Supplied passage.
Showing us around the small but well planned campus, students everywhere greeted Frank, stopping to shake his hand and giving him the thumbs up sign—it was obvious he was well loved. This time our first stop was
not
at the football stadium (where they had one of the best Division II schools in the nation). It was so refreshing to go to the different buildings of education without being wooed by the athletic department.

Finally, we arrived at the building that housed the Theater Department. It was… whimsical. Lovely. The Chair and faculty seemed passionate (passionate is not a derogatory term when it comes to teaching). Frank introduced me to the Dean who was thrilled I would consider a position at Appalachian State. He wanted me to keep my ‘working professional’ status, in film, TV and theater projects, including our New York-bound musical,
Open Heart
—bringing national recognition to the school. Suddenly I felt like I wouldn’t mind trips away, knowing I would return to Boone.

Karla wondered if Frank had plans to retire any time soon. If we were going to change our lives and relocate here, it was important to know the man who had the vision, who valued what I could bring to the program, would be there to support me.

Kay said, “Oh no, we plan to stay here at least two and a half or three years.”

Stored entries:
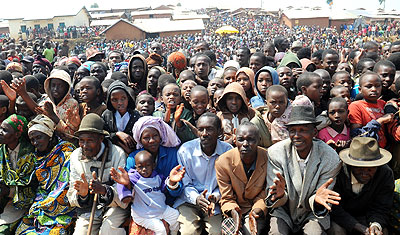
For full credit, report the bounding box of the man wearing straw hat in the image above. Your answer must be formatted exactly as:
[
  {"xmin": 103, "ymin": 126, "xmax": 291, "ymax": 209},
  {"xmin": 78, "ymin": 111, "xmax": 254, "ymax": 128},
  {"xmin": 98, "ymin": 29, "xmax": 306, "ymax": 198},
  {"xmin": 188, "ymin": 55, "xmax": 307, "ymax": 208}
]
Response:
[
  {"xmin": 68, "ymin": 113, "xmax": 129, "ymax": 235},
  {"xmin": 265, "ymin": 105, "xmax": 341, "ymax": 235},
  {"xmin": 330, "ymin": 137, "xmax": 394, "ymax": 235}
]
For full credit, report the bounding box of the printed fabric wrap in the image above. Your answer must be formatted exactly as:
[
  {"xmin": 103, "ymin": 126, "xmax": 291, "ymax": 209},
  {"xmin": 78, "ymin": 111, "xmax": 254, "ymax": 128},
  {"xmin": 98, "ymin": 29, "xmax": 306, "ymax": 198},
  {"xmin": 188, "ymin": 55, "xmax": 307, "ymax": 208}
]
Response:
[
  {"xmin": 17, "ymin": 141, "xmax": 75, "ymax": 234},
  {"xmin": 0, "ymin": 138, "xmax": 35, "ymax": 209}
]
---
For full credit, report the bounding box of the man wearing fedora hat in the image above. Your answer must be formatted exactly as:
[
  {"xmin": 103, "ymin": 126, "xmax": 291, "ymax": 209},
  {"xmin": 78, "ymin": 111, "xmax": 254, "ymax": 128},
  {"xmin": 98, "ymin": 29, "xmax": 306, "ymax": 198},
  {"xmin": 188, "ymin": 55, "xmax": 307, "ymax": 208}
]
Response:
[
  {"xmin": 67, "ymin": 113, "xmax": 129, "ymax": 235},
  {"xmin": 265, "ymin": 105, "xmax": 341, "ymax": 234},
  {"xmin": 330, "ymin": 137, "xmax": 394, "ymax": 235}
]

Problem set.
a) From the campus-visit passage, reproduce the stretch from "Showing us around" through "the athletic department.".
b) Summarize the campus-visit passage in two sentences.

Answers for the tasks.
a)
Showing us around the small but well planned campus, students everywhere greeted Frank, stopping to shake his hand and giving him the thumbs up sign—it was obvious he was well loved. This time our first stop was
not
at the football stadium (where they had one of the best Division II schools in the nation). It was so refreshing to go to the different buildings of education without being wooed by the athletic department.

b) During a tour of the Appalachian State campus, students warmly greeted Frank, and the first stop was not the football stadium but the buildings of education. At the Theater Department, the Dean was thrilled at the narrator's interest in a position and wanted the narrator to keep working on film, TV and theater projects, including the musical Open Heart; when Karla asked whether Frank planned to retire soon, Kay said they planned to stay at least two and a half or three years.